● BRIEF: Copy the material below line for line, keeping every character unchanged.

● DATASET CONTENT:
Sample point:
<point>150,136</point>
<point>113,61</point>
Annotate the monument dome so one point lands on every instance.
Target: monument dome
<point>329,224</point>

● EXERCISE RESULT:
Sample point:
<point>150,136</point>
<point>113,61</point>
Annotate the monument dome so one point lands on every instance.
Target: monument dome
<point>329,224</point>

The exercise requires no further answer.